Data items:
++++++++++++++++++++

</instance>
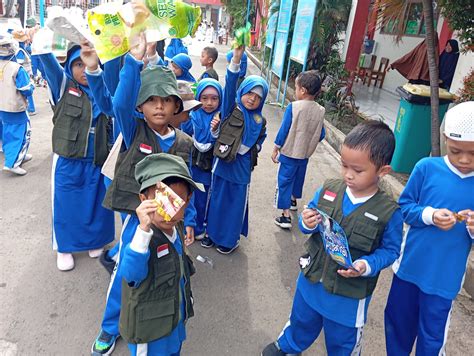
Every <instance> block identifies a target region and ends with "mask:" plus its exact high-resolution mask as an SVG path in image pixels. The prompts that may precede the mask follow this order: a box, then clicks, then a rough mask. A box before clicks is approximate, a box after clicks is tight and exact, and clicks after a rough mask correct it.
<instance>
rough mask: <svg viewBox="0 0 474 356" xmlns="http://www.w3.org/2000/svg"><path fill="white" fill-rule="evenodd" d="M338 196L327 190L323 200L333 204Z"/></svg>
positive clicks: (332, 192) (333, 193)
mask: <svg viewBox="0 0 474 356" xmlns="http://www.w3.org/2000/svg"><path fill="white" fill-rule="evenodd" d="M336 196H337V194H336V193H333V192H331V191H330V190H326V191H325V192H324V195H323V199H326V200H329V201H330V202H333V201H334V199H336Z"/></svg>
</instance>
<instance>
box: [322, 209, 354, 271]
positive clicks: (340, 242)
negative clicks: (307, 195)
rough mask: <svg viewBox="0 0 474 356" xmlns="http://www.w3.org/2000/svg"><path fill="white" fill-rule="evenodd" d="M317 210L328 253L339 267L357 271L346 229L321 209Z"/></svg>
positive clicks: (326, 252)
mask: <svg viewBox="0 0 474 356" xmlns="http://www.w3.org/2000/svg"><path fill="white" fill-rule="evenodd" d="M316 210H317V212H318V213H319V214H320V215H321V223H320V224H319V226H320V233H321V237H322V239H323V244H324V249H325V250H326V253H327V254H328V255H329V257H331V258H332V259H333V260H334V261H335V262H336V263H338V264H339V265H341V266H343V267H345V268H348V269H353V270H356V271H357V269H356V268H355V267H354V265H353V264H352V257H351V253H350V251H349V244H348V242H347V237H346V233H345V232H344V229H343V228H342V227H341V226H340V225H339V224H338V223H337V222H336V221H335V220H334V219H333V218H331V217H330V216H329V215H327V214H326V213H325V212H323V211H321V210H319V209H316Z"/></svg>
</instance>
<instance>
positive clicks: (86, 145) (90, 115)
mask: <svg viewBox="0 0 474 356" xmlns="http://www.w3.org/2000/svg"><path fill="white" fill-rule="evenodd" d="M84 94H85V95H87V94H86V93H84ZM90 104H91V115H90V120H89V131H88V132H87V136H86V145H85V147H86V148H85V150H84V157H87V149H88V148H89V135H90V134H91V133H90V131H91V128H92V119H93V118H92V115H94V112H93V110H92V103H90ZM94 135H95V132H94ZM94 141H95V136H94ZM94 156H95V152H94Z"/></svg>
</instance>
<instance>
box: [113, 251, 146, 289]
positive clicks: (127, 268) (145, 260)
mask: <svg viewBox="0 0 474 356" xmlns="http://www.w3.org/2000/svg"><path fill="white" fill-rule="evenodd" d="M149 259H150V250H148V251H147V252H146V253H145V254H142V253H139V252H136V251H133V250H132V249H131V248H130V244H127V245H126V246H125V249H124V251H123V257H121V260H120V262H119V268H120V273H121V274H122V277H123V278H124V279H125V280H126V281H127V283H128V285H129V286H130V287H134V288H137V287H138V286H139V285H140V283H141V282H142V281H143V280H144V279H145V278H146V277H147V275H148V260H149Z"/></svg>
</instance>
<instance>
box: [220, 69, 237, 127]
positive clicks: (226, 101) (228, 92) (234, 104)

++++++++++++++++++++

INSTRUCTIONS TO FOLLOW:
The entries are to be restated word for word, with pictures omitted.

FINISHED TASK:
</instance>
Every <instance> block identifies a target region and ends with "mask:" plus its exact high-resolution mask as an SVG path in image pixels. The prompts that may precede the mask follow this order: a box, then clicks, then a rough mask. A box before clicks is approximate, a box after clicks is tight and exact, and clicks after a rough mask correct it.
<instance>
rough mask: <svg viewBox="0 0 474 356" xmlns="http://www.w3.org/2000/svg"><path fill="white" fill-rule="evenodd" d="M338 196L327 190L323 200L333 204Z"/></svg>
positive clicks: (332, 192) (333, 193)
mask: <svg viewBox="0 0 474 356" xmlns="http://www.w3.org/2000/svg"><path fill="white" fill-rule="evenodd" d="M336 196H337V194H336V193H333V192H331V191H330V190H326V191H325V192H324V195H323V199H326V200H329V201H330V202H333V201H334V199H336Z"/></svg>
</instance>
<instance>
box: [322, 209, 354, 271]
positive clicks: (340, 242)
negative clicks: (307, 195)
rough mask: <svg viewBox="0 0 474 356" xmlns="http://www.w3.org/2000/svg"><path fill="white" fill-rule="evenodd" d="M317 210L328 253L339 267L357 271L346 229L321 209Z"/></svg>
positive clicks: (326, 252)
mask: <svg viewBox="0 0 474 356" xmlns="http://www.w3.org/2000/svg"><path fill="white" fill-rule="evenodd" d="M316 210H317V212H318V213H319V214H320V215H321V223H320V224H319V226H320V233H321V237H322V239H323V244H324V249H325V250H326V253H327V254H328V255H329V257H331V258H332V259H333V260H334V261H335V262H336V263H338V264H339V265H341V266H343V267H345V268H348V269H353V270H356V271H357V269H356V268H355V267H354V265H353V264H352V257H351V253H350V251H349V244H348V242H347V237H346V233H345V232H344V229H343V228H342V227H341V226H340V225H339V224H338V223H337V222H336V221H335V220H334V219H333V218H331V217H330V216H329V215H327V214H326V213H325V212H323V211H321V210H319V209H316Z"/></svg>
</instance>
<instance>
positive clicks: (86, 145) (90, 115)
mask: <svg viewBox="0 0 474 356" xmlns="http://www.w3.org/2000/svg"><path fill="white" fill-rule="evenodd" d="M84 94H85V95H87V94H86V93H84ZM90 104H91V115H90V120H89V131H88V132H87V136H86V145H85V147H86V148H85V150H84V157H87V149H88V148H89V135H90V134H91V133H90V131H91V128H92V119H93V118H92V115H94V112H93V110H92V103H90ZM94 135H95V132H94ZM94 141H95V136H94ZM94 156H95V152H94Z"/></svg>
</instance>
<instance>
box: [113, 251, 146, 289]
positive clicks: (127, 268) (145, 260)
mask: <svg viewBox="0 0 474 356" xmlns="http://www.w3.org/2000/svg"><path fill="white" fill-rule="evenodd" d="M149 259H150V250H148V251H147V252H146V253H145V254H142V253H139V252H136V251H133V250H132V249H131V248H130V244H127V245H126V246H125V249H124V251H123V257H121V260H120V262H119V268H120V273H121V274H122V277H123V278H124V279H125V280H126V281H127V283H128V285H129V286H130V287H134V288H137V287H138V286H139V285H140V283H141V282H142V281H143V280H144V279H145V278H146V277H147V275H148V260H149Z"/></svg>
</instance>
<instance>
box: [220, 69, 237, 127]
positive clicks: (226, 101) (228, 92) (234, 104)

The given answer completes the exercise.